=== Textabschnitt ===
<<<<
Darum ist dieser alte Mensch schlaff – kraftlos, willenlos, zuchtlos. Weil er
der Heimat unseres Lebens, weil er Gott, unserem Lebensgrunde, fremd geworden
ist, darum ist dieser alte Mensch leer. Diese Leere bedeutet Zuchtlosigkeit,
denn wo einem Leben Grund und Ziel und Inhalt fehlt, da wird es getrieben von
den Begierden, da ist es zuchtlos. (Fähre im Strom.)
„Die schlaff geworden sind und sich selber der
Zuchtlosigkeit hingegeben haben und treiben allerlei Unzucht samt dem Geiz.“
Zwei solcher Begierden nennt uns der Apostel: Die eine, gleichsam die
unanständige, die einzugestehen wir uns in unserer bürgerlichen Gesellschaft
noch einigermaßen scheuen – die geschlechtliche Triebhaftigkeit, die doch so
oft unsere Gedanken und Worte und Vorstellungen ganz beherrscht; sehen wir doch
in unsere Illustrierten, oder betrachten wir das, was uns in vielen Filmen
vorgesetzt wird. Damit macht man Geschäfte! Und das andere, das ist die
bürgerlich doch anständige Begierde, der Geiz, die Habsucht, die immer mehr und
noch mehr haben und besitzen will, die die Bedeutung und den Wert des Menschen
und des Lebens, das dieser Mensch führt, nach ihrer Einkommenssteuererklärung
bemisst. Diese beiden, geschlechtliche Begierde und Habsucht, sie sind für den
Apostel gleichsam der Zeiger, nach dem er die Heimatlosigkeit und Leere des
Menschen bemisst, des Menschen, den er den „alten“ nennt. Wenn wir ganz ehrlich
sind, liebe Freunde, wenn wir prüfen, ob dieser Zeiger auch bei uns ausschlägt,
dann werden wir wohl feststellen, dass dieser alte Mensch nicht etwas ist, das
für uns schon längst vergangen und vorbei ist, dann werden wir feststellen,
dass dieser „alte“ Mensch im Grunde höchst modern ist, ja, dass dieser alte
Mensch wir selber sind!
2)
>>>>
=== Bereitgestellte Einträge ===
<<<<
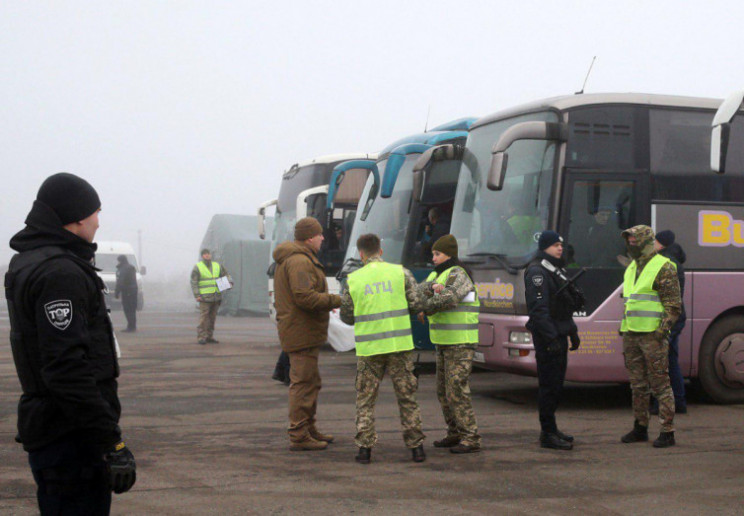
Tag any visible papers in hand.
[217,276,232,292]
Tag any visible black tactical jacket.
[5,201,121,451]
[524,251,583,344]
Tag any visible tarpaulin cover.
[200,214,273,315]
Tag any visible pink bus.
[417,94,744,403]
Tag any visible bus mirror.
[710,123,731,174]
[258,199,277,240]
[586,182,600,215]
[710,90,744,174]
[486,152,509,194]
[486,122,568,190]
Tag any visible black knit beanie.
[36,172,101,226]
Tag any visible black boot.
[555,430,573,443]
[411,444,426,462]
[540,432,573,450]
[620,419,648,443]
[354,448,372,464]
[654,432,675,448]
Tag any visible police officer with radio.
[524,230,584,450]
[5,173,136,514]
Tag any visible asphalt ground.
[0,311,744,515]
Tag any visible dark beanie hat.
[537,229,563,251]
[656,229,675,247]
[295,217,323,242]
[431,235,457,258]
[36,172,101,225]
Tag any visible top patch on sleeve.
[44,299,72,330]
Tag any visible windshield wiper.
[468,253,517,276]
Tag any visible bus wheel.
[698,317,744,403]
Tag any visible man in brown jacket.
[274,217,341,451]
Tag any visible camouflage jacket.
[623,225,682,335]
[420,266,475,315]
[340,256,423,324]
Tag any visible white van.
[96,241,145,310]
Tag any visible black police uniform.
[5,200,125,514]
[524,251,583,444]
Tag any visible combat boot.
[354,447,372,464]
[411,444,426,462]
[555,430,573,443]
[434,435,460,448]
[620,419,648,443]
[308,426,333,443]
[289,434,328,451]
[540,432,573,450]
[654,432,675,448]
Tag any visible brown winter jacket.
[274,241,341,352]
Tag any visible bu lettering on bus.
[698,211,744,247]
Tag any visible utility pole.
[137,229,142,267]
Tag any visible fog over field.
[0,0,744,282]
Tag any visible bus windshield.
[346,154,420,263]
[451,112,558,262]
[271,163,335,252]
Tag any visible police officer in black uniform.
[524,231,584,450]
[5,173,136,514]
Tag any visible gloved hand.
[568,333,581,351]
[654,330,669,342]
[103,441,137,494]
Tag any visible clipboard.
[216,276,232,292]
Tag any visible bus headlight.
[509,331,532,344]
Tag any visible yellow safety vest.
[620,254,677,333]
[196,261,220,295]
[426,267,480,345]
[348,262,413,357]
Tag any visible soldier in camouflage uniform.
[341,234,426,464]
[621,226,682,448]
[420,235,481,453]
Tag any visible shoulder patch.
[44,299,72,330]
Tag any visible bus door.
[318,160,380,275]
[559,170,651,321]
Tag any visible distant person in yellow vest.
>>>>
=== Ihre Aufgaben ===
a. Erläutern Sie in ein bis drei Sätzen, weshalb der „alte“ Mensch laut dem Textabschnitt zuchtlos ist.
b. Beantworten Sie die folgenden Fragen zum Textabschnitt knapp:
(i) Welche beiden Begierden nennt der Apostel?
(ii) Worauf soll man laut dem Textabschnitt blicken, um zu sehen, wie sehr die geschlechtliche Triebhaftigkeit die Gedanken beherrscht?
(iii) Wie wird der „alte“ Mensch am Ende im Grunde bezeichnet?
c. Prüfen Sie, ob die folgenden Aussagen mit dem Textabschnitt übereinstimmen. Antworten Sie jeweils mit Ja oder Nein, und zitieren Sie die entscheidenden Worte.
(i) Die geschlechtliche Begierde gilt als die bürgerlich anständige Begierde.
(ii) Der alte Mensch ist für uns längst vergangen.
(iii) Die beiden Begierden dienen dem Apostel als Zeiger für die Leere des Menschen.

=== Lösungen ===
a. Der alte Mensch ist der Heimat des Lebens, also Gott als seinem Lebensgrund, fremd geworden und deshalb leer. Wo einem Leben Grund, Ziel und Inhalt fehlen, wird es von den Begierden getrieben und ist damit zuchtlos.

b.
(i) Die geschlechtliche Begierde und die Habsucht (der Geiz).
(ii) Auf die Illustrierten und auf das, was in vielen Filmen vorgesetzt wird.
(iii) Als höchst modern.

c.
(i) Nein: „das ist die bürgerlich doch anständige Begierde, der Geiz“
(ii) Nein: „dass dieser alte Mensch nicht etwas ist, das für uns schon längst vergangen und vorbei ist“
(iii) Ja: „sie sind für den Apostel gleichsam der Zeiger, nach dem er die Heimatlosigkeit und Leere des Menschen bemisst“